#### [SELECTED PASSAGE]
===============

Workers respond more to peer pressure than they do to higher salary or bonuses

Peer pressure can do a lot. In 2014, top Uber executives, including CEO Travis Kalanick and VP of business Emil Michael, went to an escort karaoke bar for businessmen in Seoul, South Korea, according to what Gabi Holzwarth, Kalanick’s ex-girlfriend, told The Information. At this bar, the workers wore mini-skirts and numbered tags, because they were paid escorts.

Holzwarth said four male Uber managers picked the woman they wanted by calling out the worker’s number, which would prompt the woman to sit by them. Holzwarth said she left with Kalanick after an hour, so she did not know what happened next, but the expectation, since it was an escort bar, is that the Uber workers would sing karaoke with the women and then go home and have sex.

But one of the managers present was an unnamed woman and she was “visibly unhappy” with what was happening and left. According to Holzwarth, the woman later told her, “I…didn’t know what was going on until [w]e got into that room…the response I got from another male coworker was, ‘Well, that’s how Korea is.’”

When the woman later filed a human resources complaint about what had happened, Kalanick said he believed that the female manager “must have a lawyer and wan[t] something” for her to not come forward sooner with her complaint.

===============

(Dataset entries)
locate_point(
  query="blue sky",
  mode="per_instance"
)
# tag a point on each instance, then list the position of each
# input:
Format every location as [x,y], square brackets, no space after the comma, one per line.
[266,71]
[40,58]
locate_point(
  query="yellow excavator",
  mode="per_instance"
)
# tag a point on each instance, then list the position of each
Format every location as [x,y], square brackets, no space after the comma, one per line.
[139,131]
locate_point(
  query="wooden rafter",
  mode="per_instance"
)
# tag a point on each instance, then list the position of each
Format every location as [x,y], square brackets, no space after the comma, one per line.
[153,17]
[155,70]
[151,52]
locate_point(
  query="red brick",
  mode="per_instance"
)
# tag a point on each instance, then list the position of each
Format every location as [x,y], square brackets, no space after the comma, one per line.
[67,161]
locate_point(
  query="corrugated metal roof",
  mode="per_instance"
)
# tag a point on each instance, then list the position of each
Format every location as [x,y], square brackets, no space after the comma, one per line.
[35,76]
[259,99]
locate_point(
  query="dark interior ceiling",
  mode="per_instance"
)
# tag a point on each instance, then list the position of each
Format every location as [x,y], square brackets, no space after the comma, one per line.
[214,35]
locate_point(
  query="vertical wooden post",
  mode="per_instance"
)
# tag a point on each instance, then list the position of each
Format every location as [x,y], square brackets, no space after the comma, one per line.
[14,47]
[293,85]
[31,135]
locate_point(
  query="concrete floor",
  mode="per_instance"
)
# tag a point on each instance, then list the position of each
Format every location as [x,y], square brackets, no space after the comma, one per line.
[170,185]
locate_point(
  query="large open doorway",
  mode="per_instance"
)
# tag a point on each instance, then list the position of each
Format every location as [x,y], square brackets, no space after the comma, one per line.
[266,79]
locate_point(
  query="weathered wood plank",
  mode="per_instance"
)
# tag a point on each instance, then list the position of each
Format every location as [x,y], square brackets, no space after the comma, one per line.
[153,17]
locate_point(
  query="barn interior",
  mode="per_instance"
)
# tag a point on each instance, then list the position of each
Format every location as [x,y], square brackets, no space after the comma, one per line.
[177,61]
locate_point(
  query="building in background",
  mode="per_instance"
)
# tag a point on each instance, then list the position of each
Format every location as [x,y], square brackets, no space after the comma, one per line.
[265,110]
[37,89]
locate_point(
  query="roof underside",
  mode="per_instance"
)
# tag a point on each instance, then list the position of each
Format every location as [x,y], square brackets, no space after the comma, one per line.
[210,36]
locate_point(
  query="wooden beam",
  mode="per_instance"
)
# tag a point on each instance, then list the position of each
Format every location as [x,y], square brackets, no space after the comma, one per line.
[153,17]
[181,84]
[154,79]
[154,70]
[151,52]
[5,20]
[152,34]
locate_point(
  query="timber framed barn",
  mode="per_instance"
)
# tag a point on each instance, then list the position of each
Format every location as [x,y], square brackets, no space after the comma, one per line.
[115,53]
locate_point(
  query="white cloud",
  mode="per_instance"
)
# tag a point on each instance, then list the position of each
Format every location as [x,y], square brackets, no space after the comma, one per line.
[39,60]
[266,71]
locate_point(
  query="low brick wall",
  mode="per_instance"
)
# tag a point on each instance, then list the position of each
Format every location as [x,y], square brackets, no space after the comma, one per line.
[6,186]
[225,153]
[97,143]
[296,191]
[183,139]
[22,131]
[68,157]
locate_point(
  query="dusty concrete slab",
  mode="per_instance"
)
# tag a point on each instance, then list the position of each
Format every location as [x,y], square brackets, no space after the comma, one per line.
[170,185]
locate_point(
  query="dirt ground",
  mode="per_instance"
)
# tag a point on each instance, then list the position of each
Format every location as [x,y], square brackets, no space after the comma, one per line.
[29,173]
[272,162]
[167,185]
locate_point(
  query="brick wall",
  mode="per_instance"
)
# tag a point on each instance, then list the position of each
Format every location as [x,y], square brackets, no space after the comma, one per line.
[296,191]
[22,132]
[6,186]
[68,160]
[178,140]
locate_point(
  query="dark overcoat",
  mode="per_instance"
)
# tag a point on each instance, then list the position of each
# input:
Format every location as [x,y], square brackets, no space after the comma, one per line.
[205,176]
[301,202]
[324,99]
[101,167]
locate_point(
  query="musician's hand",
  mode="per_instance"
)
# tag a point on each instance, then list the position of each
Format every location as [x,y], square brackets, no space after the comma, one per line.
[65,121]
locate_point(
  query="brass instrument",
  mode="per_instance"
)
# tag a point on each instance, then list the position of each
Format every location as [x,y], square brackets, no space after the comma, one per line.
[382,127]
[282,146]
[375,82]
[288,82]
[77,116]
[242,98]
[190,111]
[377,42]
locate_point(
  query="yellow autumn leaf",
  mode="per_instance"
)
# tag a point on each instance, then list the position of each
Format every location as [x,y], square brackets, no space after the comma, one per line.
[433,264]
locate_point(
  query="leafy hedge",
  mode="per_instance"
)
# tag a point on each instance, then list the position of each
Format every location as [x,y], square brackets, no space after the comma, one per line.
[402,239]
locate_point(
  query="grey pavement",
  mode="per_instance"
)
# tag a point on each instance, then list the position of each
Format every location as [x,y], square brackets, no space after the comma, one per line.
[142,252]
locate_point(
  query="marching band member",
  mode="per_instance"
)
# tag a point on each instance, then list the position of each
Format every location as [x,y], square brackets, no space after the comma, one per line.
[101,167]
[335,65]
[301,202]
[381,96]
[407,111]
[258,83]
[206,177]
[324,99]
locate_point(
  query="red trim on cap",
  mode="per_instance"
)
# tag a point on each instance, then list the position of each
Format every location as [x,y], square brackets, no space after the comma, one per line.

===============

#### [TASK TO CARRY OUT]
From the article on peer pressure at Uber, reproduce word for word the part that opens with the words containing "But one of the" and closes with "with her complaint.". These records were drawn from a separate source.

#### [SOLUTION BELOW]
But one of the managers present was an unnamed woman and she was “visibly unhappy” with what was happening and left. According to Holzwarth, the woman later told her, “I…didn’t know what was going on until [w]e got into that room…the response I got from another male coworker was, ‘Well, that’s how Korea is.’”

When the woman later filed a human resources complaint about what had happened, Kalanick said he believed that the female manager “must have a lawyer and wan[t] something” for her to not come forward sooner with her complaint.